## Task
Quote exactly and only this range of lines in the data below: the line that holds "246L423 256L419 258L416" to the line that holds "positive clicks: (309, 389)", both included.
** Opening Data listing block **
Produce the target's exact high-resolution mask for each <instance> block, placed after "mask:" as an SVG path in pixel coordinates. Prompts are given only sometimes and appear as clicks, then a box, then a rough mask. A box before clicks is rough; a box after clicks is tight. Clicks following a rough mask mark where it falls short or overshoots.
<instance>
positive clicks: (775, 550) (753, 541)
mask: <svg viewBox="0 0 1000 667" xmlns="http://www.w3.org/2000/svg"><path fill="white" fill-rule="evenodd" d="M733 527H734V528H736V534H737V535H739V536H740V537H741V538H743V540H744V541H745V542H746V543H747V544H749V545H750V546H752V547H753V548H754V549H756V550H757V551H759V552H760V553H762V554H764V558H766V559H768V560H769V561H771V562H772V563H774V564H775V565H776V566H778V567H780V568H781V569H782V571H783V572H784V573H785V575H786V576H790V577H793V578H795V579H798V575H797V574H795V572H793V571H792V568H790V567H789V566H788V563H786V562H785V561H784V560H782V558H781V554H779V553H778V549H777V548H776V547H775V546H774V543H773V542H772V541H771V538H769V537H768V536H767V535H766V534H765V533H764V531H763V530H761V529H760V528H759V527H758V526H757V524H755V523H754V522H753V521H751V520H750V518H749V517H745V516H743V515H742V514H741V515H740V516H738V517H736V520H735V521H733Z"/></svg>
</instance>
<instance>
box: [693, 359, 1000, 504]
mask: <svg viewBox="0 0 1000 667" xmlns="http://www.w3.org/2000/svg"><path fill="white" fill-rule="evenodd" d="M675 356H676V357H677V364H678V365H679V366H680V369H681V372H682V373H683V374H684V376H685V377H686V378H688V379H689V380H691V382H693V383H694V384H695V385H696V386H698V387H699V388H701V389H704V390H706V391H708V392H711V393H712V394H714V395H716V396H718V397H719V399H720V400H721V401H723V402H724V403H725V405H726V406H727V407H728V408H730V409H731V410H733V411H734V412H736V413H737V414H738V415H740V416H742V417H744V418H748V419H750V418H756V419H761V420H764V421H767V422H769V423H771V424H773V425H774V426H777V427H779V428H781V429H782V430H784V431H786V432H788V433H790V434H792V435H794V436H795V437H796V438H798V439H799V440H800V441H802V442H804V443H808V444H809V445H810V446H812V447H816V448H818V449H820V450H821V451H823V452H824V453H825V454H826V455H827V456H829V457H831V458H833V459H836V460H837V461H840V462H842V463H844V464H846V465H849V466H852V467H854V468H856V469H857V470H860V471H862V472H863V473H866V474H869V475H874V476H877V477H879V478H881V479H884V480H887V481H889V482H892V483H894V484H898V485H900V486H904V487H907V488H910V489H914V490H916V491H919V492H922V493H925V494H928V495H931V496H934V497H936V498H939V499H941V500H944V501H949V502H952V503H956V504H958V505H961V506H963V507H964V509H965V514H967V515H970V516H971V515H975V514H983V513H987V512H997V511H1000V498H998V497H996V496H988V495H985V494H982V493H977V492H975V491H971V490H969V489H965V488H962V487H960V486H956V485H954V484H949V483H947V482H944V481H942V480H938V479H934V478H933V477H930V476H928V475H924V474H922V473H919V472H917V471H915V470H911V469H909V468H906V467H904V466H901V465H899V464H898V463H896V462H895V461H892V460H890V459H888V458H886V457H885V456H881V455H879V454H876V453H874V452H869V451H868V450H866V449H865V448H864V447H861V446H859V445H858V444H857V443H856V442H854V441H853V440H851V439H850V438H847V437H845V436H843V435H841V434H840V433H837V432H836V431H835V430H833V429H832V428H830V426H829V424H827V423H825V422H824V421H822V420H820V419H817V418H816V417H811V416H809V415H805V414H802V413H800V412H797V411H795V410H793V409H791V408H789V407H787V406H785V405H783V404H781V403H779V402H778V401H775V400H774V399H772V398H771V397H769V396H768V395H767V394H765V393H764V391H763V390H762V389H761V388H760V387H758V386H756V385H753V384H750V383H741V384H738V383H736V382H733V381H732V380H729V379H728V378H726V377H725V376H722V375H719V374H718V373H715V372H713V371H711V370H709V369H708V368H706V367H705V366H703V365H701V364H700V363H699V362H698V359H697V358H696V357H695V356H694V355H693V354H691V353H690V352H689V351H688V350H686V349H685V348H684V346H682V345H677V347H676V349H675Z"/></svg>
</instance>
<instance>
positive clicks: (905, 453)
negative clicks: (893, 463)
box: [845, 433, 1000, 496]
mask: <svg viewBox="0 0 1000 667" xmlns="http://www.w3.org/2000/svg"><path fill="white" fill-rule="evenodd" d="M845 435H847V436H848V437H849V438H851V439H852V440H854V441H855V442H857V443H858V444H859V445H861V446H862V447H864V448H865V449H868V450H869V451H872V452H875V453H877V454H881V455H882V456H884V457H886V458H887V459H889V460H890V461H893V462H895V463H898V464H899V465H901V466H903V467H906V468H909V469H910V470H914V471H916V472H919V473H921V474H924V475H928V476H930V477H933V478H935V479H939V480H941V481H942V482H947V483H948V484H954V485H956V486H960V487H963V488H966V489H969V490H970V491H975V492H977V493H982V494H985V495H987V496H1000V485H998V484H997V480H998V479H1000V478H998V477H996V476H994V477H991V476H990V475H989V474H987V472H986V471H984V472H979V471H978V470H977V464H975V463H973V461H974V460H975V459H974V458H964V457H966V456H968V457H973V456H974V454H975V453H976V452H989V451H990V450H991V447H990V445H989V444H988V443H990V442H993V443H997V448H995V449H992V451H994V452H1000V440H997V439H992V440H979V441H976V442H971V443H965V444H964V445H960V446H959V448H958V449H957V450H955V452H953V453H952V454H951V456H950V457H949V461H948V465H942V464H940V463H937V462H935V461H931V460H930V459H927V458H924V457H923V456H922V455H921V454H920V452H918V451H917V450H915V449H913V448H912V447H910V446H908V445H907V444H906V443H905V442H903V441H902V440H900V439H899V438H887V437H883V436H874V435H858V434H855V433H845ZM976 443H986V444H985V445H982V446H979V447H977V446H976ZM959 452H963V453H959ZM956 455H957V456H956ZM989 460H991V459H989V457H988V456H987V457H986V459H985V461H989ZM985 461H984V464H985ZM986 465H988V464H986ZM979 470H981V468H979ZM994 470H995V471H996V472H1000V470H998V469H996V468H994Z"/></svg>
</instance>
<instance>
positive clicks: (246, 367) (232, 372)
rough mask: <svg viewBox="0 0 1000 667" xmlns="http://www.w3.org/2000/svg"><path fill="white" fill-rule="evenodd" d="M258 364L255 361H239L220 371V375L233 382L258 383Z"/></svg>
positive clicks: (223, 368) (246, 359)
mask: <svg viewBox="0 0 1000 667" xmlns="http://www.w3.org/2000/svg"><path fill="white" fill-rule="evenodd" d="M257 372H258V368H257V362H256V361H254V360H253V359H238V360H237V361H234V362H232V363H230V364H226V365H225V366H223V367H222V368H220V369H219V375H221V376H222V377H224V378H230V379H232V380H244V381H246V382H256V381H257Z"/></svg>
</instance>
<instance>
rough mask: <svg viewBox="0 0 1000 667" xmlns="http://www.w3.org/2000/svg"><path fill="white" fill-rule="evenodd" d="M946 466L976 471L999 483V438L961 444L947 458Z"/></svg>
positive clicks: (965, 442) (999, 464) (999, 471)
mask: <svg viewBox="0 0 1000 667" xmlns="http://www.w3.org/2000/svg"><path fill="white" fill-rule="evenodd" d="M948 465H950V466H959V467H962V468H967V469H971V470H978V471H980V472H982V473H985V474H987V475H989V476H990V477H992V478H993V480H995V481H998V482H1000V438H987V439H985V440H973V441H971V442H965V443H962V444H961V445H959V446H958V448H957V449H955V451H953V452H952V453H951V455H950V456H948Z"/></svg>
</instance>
** Closing Data listing block **
** Opening Data listing block **
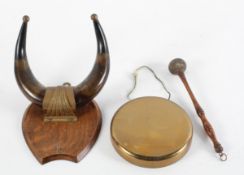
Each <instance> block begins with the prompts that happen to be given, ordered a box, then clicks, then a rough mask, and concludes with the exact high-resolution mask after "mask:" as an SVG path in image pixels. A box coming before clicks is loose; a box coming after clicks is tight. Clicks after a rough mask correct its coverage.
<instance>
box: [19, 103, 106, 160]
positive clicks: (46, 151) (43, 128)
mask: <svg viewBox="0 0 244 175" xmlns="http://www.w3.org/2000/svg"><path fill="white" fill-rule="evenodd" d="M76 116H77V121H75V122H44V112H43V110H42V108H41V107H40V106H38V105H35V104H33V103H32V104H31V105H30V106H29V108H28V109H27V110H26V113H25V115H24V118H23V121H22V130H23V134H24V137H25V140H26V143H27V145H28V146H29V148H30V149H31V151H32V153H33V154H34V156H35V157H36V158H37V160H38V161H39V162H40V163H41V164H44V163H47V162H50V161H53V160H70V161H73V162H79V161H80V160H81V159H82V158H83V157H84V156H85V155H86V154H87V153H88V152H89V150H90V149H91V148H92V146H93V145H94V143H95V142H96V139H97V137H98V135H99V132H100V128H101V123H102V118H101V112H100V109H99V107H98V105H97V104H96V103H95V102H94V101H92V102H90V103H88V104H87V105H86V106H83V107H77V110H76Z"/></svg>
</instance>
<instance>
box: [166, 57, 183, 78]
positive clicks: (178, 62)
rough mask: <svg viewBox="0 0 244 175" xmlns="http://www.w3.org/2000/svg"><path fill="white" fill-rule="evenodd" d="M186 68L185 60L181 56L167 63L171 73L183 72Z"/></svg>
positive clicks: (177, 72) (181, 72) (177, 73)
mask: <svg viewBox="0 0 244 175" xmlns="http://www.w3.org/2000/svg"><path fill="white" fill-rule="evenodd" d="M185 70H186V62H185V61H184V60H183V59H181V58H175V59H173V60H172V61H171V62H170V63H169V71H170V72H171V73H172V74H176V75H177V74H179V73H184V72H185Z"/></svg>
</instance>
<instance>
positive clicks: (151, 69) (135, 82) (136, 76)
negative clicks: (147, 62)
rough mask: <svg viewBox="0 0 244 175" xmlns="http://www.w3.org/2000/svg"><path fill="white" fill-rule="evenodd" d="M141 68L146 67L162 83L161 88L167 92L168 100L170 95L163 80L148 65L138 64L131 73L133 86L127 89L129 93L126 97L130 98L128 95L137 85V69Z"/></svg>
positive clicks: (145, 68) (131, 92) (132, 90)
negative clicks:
** Closing Data listing block **
** Opening Data listing block **
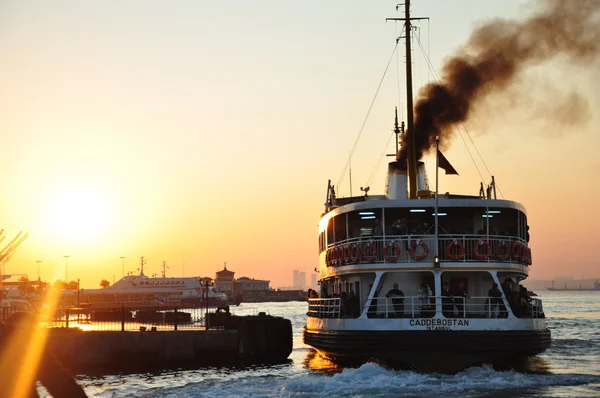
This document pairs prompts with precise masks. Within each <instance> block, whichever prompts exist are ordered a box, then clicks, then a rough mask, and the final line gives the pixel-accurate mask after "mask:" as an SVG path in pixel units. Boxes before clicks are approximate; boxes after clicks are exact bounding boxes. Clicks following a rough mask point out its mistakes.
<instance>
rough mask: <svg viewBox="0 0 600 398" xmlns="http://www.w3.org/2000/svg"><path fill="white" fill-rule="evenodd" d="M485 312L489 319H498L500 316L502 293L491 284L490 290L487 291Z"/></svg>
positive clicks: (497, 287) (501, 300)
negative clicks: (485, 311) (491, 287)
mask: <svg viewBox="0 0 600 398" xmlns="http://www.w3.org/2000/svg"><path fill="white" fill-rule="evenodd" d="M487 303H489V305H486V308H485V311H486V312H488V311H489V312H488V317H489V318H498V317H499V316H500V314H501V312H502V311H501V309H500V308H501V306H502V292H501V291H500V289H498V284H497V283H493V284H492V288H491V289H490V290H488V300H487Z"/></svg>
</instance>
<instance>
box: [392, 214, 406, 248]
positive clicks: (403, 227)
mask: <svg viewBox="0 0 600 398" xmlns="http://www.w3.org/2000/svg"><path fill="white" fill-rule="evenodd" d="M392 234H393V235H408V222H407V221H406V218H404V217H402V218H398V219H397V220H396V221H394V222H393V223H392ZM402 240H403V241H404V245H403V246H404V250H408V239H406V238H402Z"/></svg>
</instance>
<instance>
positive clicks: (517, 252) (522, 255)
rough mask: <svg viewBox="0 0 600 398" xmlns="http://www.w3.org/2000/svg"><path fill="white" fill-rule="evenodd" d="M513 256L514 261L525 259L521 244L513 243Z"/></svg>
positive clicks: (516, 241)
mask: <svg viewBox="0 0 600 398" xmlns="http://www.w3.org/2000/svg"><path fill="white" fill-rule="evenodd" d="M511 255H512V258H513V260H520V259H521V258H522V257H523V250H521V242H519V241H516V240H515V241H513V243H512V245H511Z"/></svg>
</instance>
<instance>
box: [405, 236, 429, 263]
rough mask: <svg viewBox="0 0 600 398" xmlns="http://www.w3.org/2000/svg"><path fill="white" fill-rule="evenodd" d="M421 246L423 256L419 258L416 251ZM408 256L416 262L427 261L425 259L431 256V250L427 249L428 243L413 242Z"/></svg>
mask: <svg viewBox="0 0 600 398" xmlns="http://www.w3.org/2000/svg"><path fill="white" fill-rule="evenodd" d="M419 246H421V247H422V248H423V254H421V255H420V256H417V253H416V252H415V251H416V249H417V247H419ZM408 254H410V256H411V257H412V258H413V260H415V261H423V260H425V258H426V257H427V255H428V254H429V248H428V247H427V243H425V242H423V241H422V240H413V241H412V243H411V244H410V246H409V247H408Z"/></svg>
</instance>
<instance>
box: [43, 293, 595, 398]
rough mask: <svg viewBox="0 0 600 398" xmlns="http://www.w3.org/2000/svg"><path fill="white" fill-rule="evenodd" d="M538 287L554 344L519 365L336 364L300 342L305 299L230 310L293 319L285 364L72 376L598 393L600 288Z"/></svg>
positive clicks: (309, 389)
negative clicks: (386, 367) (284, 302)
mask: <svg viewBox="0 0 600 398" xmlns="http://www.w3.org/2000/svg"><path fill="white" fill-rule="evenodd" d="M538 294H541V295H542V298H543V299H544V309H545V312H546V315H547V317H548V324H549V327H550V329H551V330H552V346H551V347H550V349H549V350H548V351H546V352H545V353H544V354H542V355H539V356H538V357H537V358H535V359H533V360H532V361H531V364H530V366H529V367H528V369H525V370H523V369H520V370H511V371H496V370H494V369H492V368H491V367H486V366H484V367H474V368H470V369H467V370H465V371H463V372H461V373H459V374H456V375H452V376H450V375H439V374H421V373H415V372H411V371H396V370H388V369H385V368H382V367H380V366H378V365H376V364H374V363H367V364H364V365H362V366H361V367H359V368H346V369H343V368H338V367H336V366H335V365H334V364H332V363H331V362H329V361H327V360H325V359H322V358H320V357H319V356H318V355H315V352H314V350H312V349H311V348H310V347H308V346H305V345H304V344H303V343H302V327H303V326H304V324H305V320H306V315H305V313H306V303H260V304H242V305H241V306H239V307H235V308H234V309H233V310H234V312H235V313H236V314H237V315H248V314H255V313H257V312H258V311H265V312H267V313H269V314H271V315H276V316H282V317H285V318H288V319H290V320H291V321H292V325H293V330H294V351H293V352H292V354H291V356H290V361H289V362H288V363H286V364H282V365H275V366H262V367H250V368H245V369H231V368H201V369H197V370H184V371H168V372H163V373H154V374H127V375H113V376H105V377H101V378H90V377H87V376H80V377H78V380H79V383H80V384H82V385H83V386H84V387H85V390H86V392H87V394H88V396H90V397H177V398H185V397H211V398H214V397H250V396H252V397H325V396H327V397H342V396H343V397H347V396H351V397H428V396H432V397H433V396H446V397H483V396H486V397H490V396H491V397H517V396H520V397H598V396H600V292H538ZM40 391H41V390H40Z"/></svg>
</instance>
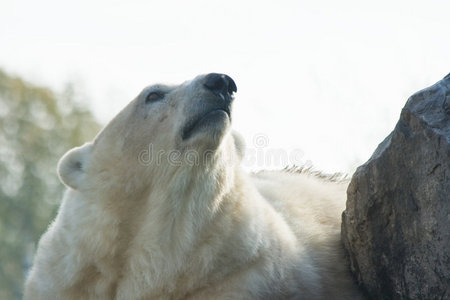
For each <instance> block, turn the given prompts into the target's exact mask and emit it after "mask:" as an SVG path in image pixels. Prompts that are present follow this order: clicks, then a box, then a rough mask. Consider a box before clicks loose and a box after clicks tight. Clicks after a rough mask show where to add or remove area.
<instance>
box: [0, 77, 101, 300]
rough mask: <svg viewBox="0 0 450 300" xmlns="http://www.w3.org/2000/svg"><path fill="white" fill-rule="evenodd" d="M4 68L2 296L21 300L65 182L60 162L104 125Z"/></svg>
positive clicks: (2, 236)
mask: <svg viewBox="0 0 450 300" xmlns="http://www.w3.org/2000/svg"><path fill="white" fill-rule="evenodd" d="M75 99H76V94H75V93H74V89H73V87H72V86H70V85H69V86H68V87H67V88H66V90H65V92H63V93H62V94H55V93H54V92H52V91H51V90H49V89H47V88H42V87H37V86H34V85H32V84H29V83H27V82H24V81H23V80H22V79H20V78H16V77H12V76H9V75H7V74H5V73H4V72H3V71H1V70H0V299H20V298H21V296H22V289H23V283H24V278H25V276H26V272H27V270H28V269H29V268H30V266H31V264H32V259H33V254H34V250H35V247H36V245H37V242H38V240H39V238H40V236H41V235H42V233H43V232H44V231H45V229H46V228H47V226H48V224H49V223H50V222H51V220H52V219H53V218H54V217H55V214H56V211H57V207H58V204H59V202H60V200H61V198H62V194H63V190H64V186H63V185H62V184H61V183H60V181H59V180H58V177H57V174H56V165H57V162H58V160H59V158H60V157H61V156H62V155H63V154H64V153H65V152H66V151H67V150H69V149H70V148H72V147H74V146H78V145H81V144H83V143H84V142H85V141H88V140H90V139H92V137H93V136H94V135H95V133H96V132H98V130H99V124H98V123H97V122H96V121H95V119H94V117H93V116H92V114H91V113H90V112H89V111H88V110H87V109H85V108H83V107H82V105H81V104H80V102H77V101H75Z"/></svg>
** Closing Data listing block **
## Exercise response
rough mask: <svg viewBox="0 0 600 398" xmlns="http://www.w3.org/2000/svg"><path fill="white" fill-rule="evenodd" d="M421 246L423 256L419 258L416 251ZM408 256L416 262L427 261L425 259L431 256V250L427 249L428 243L413 242Z"/></svg>
mask: <svg viewBox="0 0 600 398" xmlns="http://www.w3.org/2000/svg"><path fill="white" fill-rule="evenodd" d="M419 246H421V247H422V248H423V254H421V255H420V256H417V253H416V252H415V251H416V249H417V247H419ZM408 254H410V256H411V257H412V258H413V260H415V261H423V260H425V258H426V257H427V255H428V254H429V248H428V247H427V243H425V242H423V241H422V240H413V241H412V243H411V244H410V246H409V247H408Z"/></svg>
</instance>
<instance>
box: [43, 293, 595, 398]
rough mask: <svg viewBox="0 0 600 398" xmlns="http://www.w3.org/2000/svg"><path fill="white" fill-rule="evenodd" d="M538 287L554 344L519 365L336 364L300 342L305 299L230 310L293 319L285 364L72 376L598 393L600 288Z"/></svg>
positive clicks: (309, 389)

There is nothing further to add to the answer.